→ **DIRECTION**: List every line of the items below as a numbered list, leaving out any blank lines.

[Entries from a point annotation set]
##############################

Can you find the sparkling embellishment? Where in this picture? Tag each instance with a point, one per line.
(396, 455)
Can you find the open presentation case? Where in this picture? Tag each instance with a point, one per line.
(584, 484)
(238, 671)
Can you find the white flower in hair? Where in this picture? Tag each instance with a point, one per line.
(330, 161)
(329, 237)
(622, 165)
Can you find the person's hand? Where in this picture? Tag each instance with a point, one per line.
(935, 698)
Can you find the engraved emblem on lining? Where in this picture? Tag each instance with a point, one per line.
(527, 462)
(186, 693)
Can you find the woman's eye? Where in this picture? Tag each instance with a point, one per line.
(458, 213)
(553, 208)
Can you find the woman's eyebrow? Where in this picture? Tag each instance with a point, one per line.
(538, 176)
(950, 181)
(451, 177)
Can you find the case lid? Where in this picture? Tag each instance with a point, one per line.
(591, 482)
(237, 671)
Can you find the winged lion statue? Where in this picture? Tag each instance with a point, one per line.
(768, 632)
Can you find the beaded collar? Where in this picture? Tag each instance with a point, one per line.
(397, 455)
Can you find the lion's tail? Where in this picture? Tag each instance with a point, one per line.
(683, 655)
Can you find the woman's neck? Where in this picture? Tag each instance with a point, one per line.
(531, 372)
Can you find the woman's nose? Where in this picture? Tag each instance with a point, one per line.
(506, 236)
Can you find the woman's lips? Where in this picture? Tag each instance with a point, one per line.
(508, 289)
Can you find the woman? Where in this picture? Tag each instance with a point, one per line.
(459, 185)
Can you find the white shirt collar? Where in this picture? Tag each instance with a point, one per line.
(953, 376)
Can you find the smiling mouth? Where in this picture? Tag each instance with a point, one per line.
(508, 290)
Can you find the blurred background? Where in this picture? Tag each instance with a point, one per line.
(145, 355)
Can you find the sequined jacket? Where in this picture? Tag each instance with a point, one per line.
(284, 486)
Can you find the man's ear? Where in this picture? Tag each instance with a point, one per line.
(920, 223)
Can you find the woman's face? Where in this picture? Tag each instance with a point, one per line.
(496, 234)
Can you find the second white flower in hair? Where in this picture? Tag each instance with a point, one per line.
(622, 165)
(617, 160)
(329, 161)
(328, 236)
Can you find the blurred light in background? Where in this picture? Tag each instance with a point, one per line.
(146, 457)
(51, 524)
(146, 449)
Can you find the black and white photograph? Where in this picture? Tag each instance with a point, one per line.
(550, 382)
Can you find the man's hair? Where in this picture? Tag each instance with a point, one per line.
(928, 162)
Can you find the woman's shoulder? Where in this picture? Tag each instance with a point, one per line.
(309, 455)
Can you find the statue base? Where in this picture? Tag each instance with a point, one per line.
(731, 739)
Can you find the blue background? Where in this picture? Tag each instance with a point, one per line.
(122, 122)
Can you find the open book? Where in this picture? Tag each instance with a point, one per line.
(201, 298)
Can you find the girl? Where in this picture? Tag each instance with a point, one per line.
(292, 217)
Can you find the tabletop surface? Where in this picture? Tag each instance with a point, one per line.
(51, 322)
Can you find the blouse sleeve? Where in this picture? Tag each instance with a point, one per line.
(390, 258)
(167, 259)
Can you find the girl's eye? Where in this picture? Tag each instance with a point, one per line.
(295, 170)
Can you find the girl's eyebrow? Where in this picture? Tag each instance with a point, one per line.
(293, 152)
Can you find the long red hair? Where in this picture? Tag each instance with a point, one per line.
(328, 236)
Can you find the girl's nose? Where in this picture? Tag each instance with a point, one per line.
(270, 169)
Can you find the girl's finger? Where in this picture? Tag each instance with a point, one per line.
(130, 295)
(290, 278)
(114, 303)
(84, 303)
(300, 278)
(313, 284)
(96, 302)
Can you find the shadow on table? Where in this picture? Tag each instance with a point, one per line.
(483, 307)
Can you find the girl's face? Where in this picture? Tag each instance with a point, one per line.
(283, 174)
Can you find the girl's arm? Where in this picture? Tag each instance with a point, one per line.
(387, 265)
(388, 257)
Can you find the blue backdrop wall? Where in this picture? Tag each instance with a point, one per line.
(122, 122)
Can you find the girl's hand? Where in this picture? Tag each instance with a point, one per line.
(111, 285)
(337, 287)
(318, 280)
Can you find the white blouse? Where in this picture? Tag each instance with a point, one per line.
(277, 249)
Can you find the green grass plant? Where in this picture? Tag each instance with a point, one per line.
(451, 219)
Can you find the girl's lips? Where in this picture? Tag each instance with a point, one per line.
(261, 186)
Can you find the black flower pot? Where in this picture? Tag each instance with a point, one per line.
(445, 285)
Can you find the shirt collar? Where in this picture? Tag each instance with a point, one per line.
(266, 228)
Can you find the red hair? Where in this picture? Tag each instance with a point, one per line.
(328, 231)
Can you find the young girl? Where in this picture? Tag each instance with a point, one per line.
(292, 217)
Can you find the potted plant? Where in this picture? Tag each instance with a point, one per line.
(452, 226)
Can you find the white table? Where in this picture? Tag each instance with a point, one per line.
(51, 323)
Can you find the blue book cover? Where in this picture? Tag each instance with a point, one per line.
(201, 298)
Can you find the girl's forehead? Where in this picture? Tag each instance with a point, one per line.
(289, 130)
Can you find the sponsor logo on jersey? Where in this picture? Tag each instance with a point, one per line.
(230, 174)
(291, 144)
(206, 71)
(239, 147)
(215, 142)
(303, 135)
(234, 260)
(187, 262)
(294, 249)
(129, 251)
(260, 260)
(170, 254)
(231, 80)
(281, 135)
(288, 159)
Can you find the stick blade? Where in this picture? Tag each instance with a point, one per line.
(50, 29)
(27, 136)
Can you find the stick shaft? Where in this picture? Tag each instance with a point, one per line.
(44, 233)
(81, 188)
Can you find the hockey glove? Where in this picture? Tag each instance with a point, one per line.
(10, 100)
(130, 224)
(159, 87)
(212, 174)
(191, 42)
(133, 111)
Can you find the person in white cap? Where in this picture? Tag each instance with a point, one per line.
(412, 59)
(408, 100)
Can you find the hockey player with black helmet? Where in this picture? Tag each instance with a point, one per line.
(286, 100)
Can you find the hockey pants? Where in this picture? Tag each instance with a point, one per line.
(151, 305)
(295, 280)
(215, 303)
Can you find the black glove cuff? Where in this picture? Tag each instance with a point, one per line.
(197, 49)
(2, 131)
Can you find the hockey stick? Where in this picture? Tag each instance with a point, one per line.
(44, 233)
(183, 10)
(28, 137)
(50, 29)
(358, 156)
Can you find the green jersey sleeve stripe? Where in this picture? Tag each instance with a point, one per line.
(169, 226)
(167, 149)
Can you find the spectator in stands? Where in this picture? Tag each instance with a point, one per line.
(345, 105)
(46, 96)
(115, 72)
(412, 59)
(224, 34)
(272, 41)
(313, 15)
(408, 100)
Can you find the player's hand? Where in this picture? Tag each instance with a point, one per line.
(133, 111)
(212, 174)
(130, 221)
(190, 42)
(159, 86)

##############################

→ **TASK RESULT**:
1. Can you find the sparkling embellishment? Where in this picture? Tag each instance with a point, one per line.
2. (396, 455)
3. Can you find the open presentation case? Where in this picture? Tag each instance with a point, one per line.
4. (584, 484)
5. (238, 671)
6. Can you find the white flower in hair? Where in this picture? Tag each instance with a point, one per line.
7. (330, 161)
8. (329, 237)
9. (622, 165)
10. Can you find the person's hand? Where in this picture? Tag each instance with a point, one per line.
11. (935, 698)
12. Can you find the engraved emblem on lining? Where in this picture? Tag each instance with a point, one per line.
13. (527, 462)
14. (186, 693)
15. Can you find the woman's eye? Where in this picture? Tag each instance with a point, one per line.
16. (458, 213)
17. (553, 208)
18. Can you find the woman's eyebrow? Where in this picture? Tag each instance with a point, one per line.
19. (538, 176)
20. (950, 181)
21. (451, 177)
22. Can you find the case lid? Where in this picture? Tag each instance with a point, one per line.
23. (591, 482)
24. (237, 671)
25. Can you find the winged lion statue? Where in this picture? Tag each instance with a point, one per line.
26. (768, 632)
27. Can you find the beaded collar? Where in this picture? Tag each instance with a point, one per line.
28. (397, 455)
29. Can you find the lion's tail? Where in this picture? Tag each instance with a point, one per line.
30. (683, 655)
31. Can you find the woman's neck? Where in this picture? Tag each instance with a point, one per line.
32. (531, 372)
33. Can you find the woman's nose? Where in this picture? Tag each instance with a point, one per line.
34. (506, 236)
35. Can you find the woman's lips? Where in this picture? Tag each instance with a point, one per line.
36. (508, 289)
37. Can you find the woman? Where in this picture? Tag each instance with a point, one per line.
38. (459, 185)
39. Can you find the white shirt collar? Where in this picture? Tag each instance with a point, one per line.
40. (953, 376)
41. Can you find the smiling mouth? Where in this picture? Tag each instance with a point, one per line.
42. (508, 290)
43. Can you find the blurred background? Where in this picture? Tag each instance with a point, one per line.
44. (145, 355)
45. Can you find the sequined jacket? Where in this picture? Tag each instance with a point, one per line.
46. (284, 486)
47. Can you find the man's ear? Where in this picture? Tag each instance with a point, one per line.
48. (920, 223)
49. Can you find the woman's face? Where in this picture? Tag each instance with a point, one per line.
50. (496, 234)
51. Can you find the second white flower in hair? Where in this picture? Tag each instance with a point, one per line.
52. (622, 165)
53. (617, 160)
54. (329, 161)
55. (328, 236)
56. Can you find the blurred light in background? Where in this picture? Tag each instance with a point, one per line.
57. (146, 457)
58. (51, 524)
59. (146, 449)
60. Can you find the black and white photograph? Where in this picture? Tag each instance with a point, one per line.
61. (550, 382)
62. Can you find the man's hair? Where in this picture? Tag each instance with a point, one per line.
63. (928, 162)
64. Can you find the woman's shoulder? Where in this picture? Tag each instance with a point, one per line.
65. (309, 455)
66. Can you find the statue base? Where in this picture? Tag each instance with a point, one per line.
67. (731, 739)
68. Can you find the blue background? Where in this picture? Tag each instance with a point, one per line.
69. (122, 122)
70. Can you find the open book? Where in this picture? Tag each instance with a point, one per line.
71. (201, 298)
72. Can you find the girl? Where in this picture? Tag each instance with a point, one per line.
73. (292, 217)
74. Can you find the tabletop surface? Where in this picture? Tag each instance with a point, one per line.
75. (51, 322)
76. Can you find the blouse sleeve? Where in this picture? Tag each instance with a point, one per line.
77. (390, 258)
78. (167, 259)
79. Can you find the girl's eye? Where in this picture? Tag each instance with a point, one per line.
80. (295, 170)
81. Can you find the girl's eyebrow? Where in this picture? Tag each instance with a point, one per line.
82. (293, 152)
83. Can you find the long red hair? Where in this picture? Tag each instance with a point, one per line.
84. (328, 236)
85. Can you find the girl's nose? Where in this picture? Tag each instance with a point, one per line.
86. (270, 169)
87. Can you find the girl's finger? Where in this picture? Tag each instance with a point, one per line.
88. (130, 295)
89. (290, 278)
90. (114, 303)
91. (84, 303)
92. (300, 278)
93. (313, 284)
94. (96, 302)
95. Can you find the shadow on table? Where in this picture? Tag each instance with a point, one per line.
96. (483, 307)
97. Can you find the girl's face? Where in this picture? Tag each instance with a point, one per line.
98. (283, 174)
99. Can you find the girl's arm? Where in this picture? Tag each instance with a point, one per line.
100. (387, 265)
101. (388, 257)
102. Can you find the blue backdrop wall? Where in this picture? Tag each instance with a point, one per line.
103. (122, 122)
104. Can you find the girl's hand? Where in this picture? Tag each instance with a point, one per line.
105. (111, 285)
106. (337, 287)
107. (318, 280)
108. Can you find the white blouse? Where in this picture? Tag each instance with a point, one per line.
109. (277, 249)
110. Can you find the green grass plant? Where in this picture? Tag each instance with a point, one per line.
111. (451, 219)
112. Can you find the girl's lips? Where in this picture? Tag each instance with a point, one per line.
113. (261, 186)
114. Can you find the black flower pot? Where in this picture? Tag each instance with a point, one per line.
115. (445, 285)
116. Can you find the shirt collar? Where in this picture? Tag each instance with a point, one per line.
117. (266, 228)
118. Can you find the red hair? Where in this picture? Tag each instance with a point, one per line.
119. (328, 231)
120. Can you find the young girl? Where in this picture? Tag each instance with a point, one per line.
121. (292, 217)
122. Can you find the potted plant? Where in this picture? Tag each instance with a point, one per line.
123. (452, 226)
124. Can you find the white table? Where in this picture? Tag each instance with a point, one per line.
125. (51, 323)
126. Can you find the blue book cover? Where in this picture? Tag each instance with a point, one per line.
127. (201, 298)
128. Can you find the girl's forehead? Where in this picture? Tag each instance with a point, one per line.
129. (289, 130)
130. Can you find the sponsor logo on jersey? Where in this picture? Tag each instance with a point, one per line.
131. (230, 174)
132. (291, 144)
133. (206, 71)
134. (239, 147)
135. (215, 142)
136. (303, 135)
137. (234, 260)
138. (187, 262)
139. (294, 249)
140. (129, 251)
141. (260, 260)
142. (170, 254)
143. (231, 80)
144. (281, 135)
145. (288, 159)
146. Can you find the stick blade? Where in this picture? Tag each instance with a point, one per line.
147. (50, 29)
148. (27, 136)
149. Can you find the stick shaft? Where in this picture? Tag each instance with a point, one per line.
150. (44, 233)
151. (81, 188)
152. Can you find the hockey glove? Where in this picture? Tag each instance with a point, one per line.
153. (10, 100)
154. (130, 224)
155. (159, 87)
156. (212, 174)
157. (191, 42)
158. (133, 111)
159. Can you find the person in white cap? Where in this picture? Tag each instance with a point, one per line.
160. (412, 59)
161. (408, 100)
162. Can you find the hockey player with black helmet? Where in this picture? Tag each instance with a point, one per line.
163. (286, 100)
164. Can you find the hockey pants? Where in this picture? Tag each instance with a point, one per line.
165. (151, 305)
166. (295, 280)
167. (215, 303)
168. Can you find the black glove cuff? Where in this picture? Tag each instance with a point, one per line.
169. (197, 49)
170. (2, 131)
171. Can you find the hockey stick? Where in this picture? Tag each instance with a point, one per line.
172. (44, 233)
173. (183, 10)
174. (28, 137)
175. (50, 29)
176. (358, 156)
177. Can you find the green jersey sleeve stripe? Where in this picture? Tag each instance with a point, one per line.
178. (169, 226)
179. (167, 149)
180. Can you find the spectator in stands? Where in this picture? Tag each instance with a point, one per line.
181. (345, 105)
182. (46, 96)
183. (115, 72)
184. (412, 59)
185. (224, 34)
186. (272, 41)
187. (313, 15)
188. (408, 100)
189. Can you find the player's hand? Where in this picture? Tag each instance with a point, one per line.
190. (133, 111)
191. (212, 174)
192. (130, 221)
193. (190, 42)
194. (159, 86)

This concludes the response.